[Records excerpted from a collection]
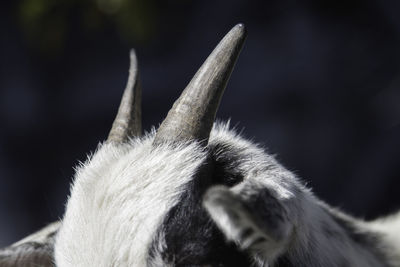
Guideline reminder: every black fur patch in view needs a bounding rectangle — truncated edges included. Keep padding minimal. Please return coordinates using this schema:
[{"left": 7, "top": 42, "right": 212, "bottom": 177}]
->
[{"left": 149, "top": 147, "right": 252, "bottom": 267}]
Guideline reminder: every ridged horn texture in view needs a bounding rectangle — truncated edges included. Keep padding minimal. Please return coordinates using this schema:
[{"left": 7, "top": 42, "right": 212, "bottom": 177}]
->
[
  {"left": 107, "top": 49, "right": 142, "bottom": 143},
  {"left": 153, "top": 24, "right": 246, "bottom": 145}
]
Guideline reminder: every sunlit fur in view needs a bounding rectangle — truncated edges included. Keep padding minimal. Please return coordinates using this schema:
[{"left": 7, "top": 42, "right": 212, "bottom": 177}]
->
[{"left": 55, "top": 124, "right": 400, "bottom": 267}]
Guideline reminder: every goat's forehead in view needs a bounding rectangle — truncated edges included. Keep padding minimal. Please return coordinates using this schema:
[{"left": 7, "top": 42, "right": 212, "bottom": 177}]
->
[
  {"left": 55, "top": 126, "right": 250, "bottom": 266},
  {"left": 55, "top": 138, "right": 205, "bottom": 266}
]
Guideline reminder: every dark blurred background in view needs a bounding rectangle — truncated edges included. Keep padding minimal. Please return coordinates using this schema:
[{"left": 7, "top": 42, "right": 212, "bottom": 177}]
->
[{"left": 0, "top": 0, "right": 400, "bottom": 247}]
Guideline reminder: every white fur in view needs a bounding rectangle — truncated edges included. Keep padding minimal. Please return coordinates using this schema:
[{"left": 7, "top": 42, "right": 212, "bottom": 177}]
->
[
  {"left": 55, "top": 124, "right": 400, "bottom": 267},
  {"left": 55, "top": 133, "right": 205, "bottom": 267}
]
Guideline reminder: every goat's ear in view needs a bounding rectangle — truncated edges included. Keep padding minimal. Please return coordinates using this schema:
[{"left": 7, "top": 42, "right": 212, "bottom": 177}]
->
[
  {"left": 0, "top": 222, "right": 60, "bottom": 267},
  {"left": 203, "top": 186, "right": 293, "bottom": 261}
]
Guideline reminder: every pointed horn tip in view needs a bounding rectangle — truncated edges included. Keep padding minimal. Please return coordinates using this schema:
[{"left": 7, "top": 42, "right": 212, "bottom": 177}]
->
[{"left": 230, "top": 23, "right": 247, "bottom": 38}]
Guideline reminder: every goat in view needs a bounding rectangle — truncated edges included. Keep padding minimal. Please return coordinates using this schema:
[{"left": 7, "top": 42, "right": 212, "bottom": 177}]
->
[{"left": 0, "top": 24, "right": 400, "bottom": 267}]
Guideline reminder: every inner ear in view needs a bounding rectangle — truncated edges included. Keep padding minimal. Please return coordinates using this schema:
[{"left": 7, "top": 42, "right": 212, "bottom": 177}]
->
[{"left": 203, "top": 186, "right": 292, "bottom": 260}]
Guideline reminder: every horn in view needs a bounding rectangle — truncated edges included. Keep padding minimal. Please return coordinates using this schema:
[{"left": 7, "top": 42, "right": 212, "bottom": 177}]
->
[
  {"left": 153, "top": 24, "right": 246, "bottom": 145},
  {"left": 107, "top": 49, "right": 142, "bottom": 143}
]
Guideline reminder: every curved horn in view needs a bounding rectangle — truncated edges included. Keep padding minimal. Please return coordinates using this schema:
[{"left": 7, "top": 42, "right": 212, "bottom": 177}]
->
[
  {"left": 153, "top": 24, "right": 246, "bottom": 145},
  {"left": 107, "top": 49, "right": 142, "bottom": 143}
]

→ Problem
Can you reproduce the lines above, word for word, from the line with "Guideline reminder: every goat's ear" through the end of the records?

→ Solution for this problem
Guideline reminder: every goat's ear in view needs a bounding rectangle — truncated edges included. Keep padding minimal. Please return coordinates using this schema:
[{"left": 7, "top": 42, "right": 212, "bottom": 177}]
->
[
  {"left": 0, "top": 222, "right": 60, "bottom": 267},
  {"left": 203, "top": 186, "right": 293, "bottom": 261}
]
Guideline reminder: every pointed horn tip in view needs a bounding rectangle — truncated edges included. Keep padding minimal. Please return coordinates using this schema:
[{"left": 7, "top": 42, "right": 212, "bottom": 177}]
->
[{"left": 230, "top": 23, "right": 247, "bottom": 38}]
Guideline reminder: every goat in view needs a bounding rectangle — truncated edges included. Keep padding minimal. Please return coordinates using this schema:
[{"left": 7, "top": 42, "right": 212, "bottom": 177}]
->
[{"left": 0, "top": 24, "right": 400, "bottom": 267}]
Guideline reminder: every inner ear in view needs a bounding rectangle — truncated edges included. Keep padding minimal. Please return coordinates using this schema:
[{"left": 7, "top": 42, "right": 212, "bottom": 177}]
->
[{"left": 203, "top": 186, "right": 292, "bottom": 260}]
Guideline reminder: every horn in view needs a bounding rectangle — truncated edges included. Keep padding minimal. Please return coordinates using this schema:
[{"left": 7, "top": 42, "right": 212, "bottom": 177}]
->
[
  {"left": 153, "top": 24, "right": 246, "bottom": 145},
  {"left": 107, "top": 49, "right": 142, "bottom": 143}
]
Guideline reminder: every curved horn in view needs a bounding rectangle — truncated edges included. Keep padding minimal. Please return coordinates using this schema:
[{"left": 7, "top": 42, "right": 212, "bottom": 177}]
->
[
  {"left": 153, "top": 24, "right": 246, "bottom": 145},
  {"left": 107, "top": 49, "right": 142, "bottom": 143}
]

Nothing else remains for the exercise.